● **SHORT EXERCISE**
Summarize the passage on two-photon comb measurements in two sentences.

● **TEXT SHOWN**
To evaluate the quality of the generated two photons, we measured two-photon statistics with a Hanbury–Brown–Twiss-type setup, which consists of a 50:50 beam splitter, two superconducting single photon detector (SSPDs), and a time-correlated single-photon counting module (TCSPC). We utilized SSPD and silicon avalanche photodiode (SiAPD) depending on whether the wavelength of photon was telecom or visible. The SSPDs have efficiencies of approximately 85% at telecom wavelength; Fig. 2a shows the raw data of two-photon correlation with 10-μW pump power. This type of Glauber’s correlation function, which is similar to a comb structure, indicates frequency multimodality as in the Fourier relation. The measured time interval, corresponding to the time taken for a round trip in the cavity, was 8.6 ns, and the FSR was 116 MHz. In general, the ratio between the time interval and the pulse width of each peak gives the number of frequency modes or comb range: if some fiber dispersion exists, the number of modes can be evaluated because the pulse width becomes substantially larger than the timing jitter and thus the timing jitter becomes ignorable. Then, we performed 10-km fiber transmission and evaluated the width of the frequency range by measuring the dispersion. We observed ~2 ns broadening per one channel of TCSPC, and we estimated that TPC had a comb range of approximately 1–2 THz from the fiber dispersion of 15 ps nm−1 km−1 (see Supplementary Note 3).

Fig. 2: Experimental results of the telecom two-photon comb (TPC).
figure 2

a Glauber’s two-photon correlation function. The time interval is a cavity round-trip time of 8.6 ns, and the free spectral range (FSR) can be reciprocally estimated as ~120 MHz. The exponential-envelope function had a cavity linewidth of 0.95 MHz, which showed a coherence time of up to 1 μs. Reconstructed density matrices showing the absolute value of b real part and c imaginary part. H horizontal, V vertical.

● **MATERIAL PROVIDED**
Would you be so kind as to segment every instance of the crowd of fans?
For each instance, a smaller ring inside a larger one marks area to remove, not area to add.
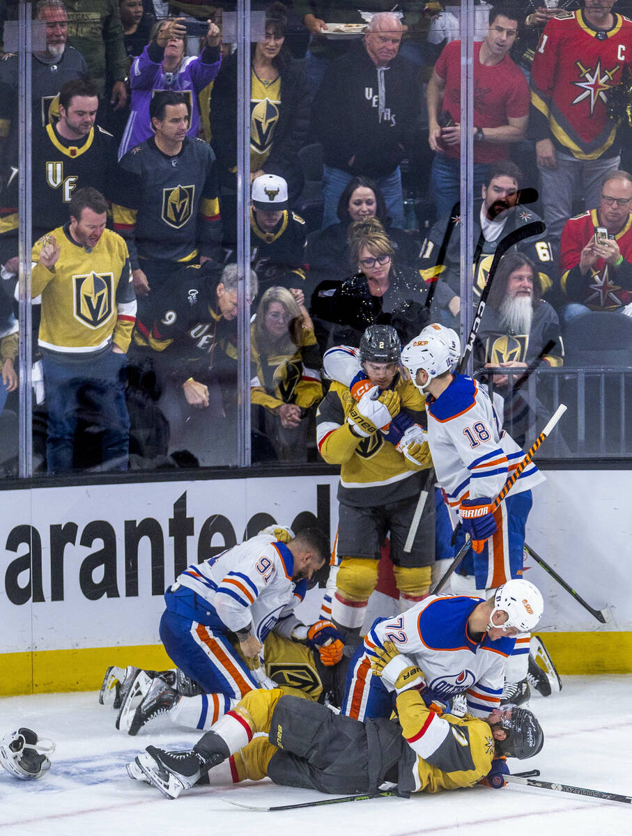
[[[32,56],[37,466],[234,463],[238,56],[222,8],[33,5],[45,34]],[[327,349],[357,346],[374,324],[402,344],[431,322],[459,327],[458,20],[436,2],[388,5],[252,4],[265,13],[250,79],[255,461],[315,460]],[[563,364],[568,322],[607,312],[632,330],[632,20],[622,0],[548,5],[476,9],[475,303],[498,243],[543,220],[501,263],[476,345],[506,415],[528,411],[516,370]],[[8,2],[0,24],[16,17]],[[6,413],[17,408],[19,178],[18,56],[4,45]],[[319,155],[321,199],[306,220],[305,158]],[[114,258],[121,239],[129,258],[108,267],[103,251]],[[95,358],[117,347],[126,367],[108,369],[105,392]],[[72,396],[51,391],[59,375]],[[74,419],[51,421],[53,402]]]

● **CORRECT RESPONSE**
Two-photon statistics were measured with a Hanbury–Brown–Twiss-type setup made of a 50:50 beam splitter, two superconducting single photon detectors and a time-correlated single-photon counting module, and the comb-like correlation function showed frequency multimodality, with an 8.6 ns round-trip interval and an FSR of 116 MHz. After 10-km fiber transmission, about 2 ns of broadening per TCSPC channel was observed, from which the comb range was estimated at roughly 1–2 THz.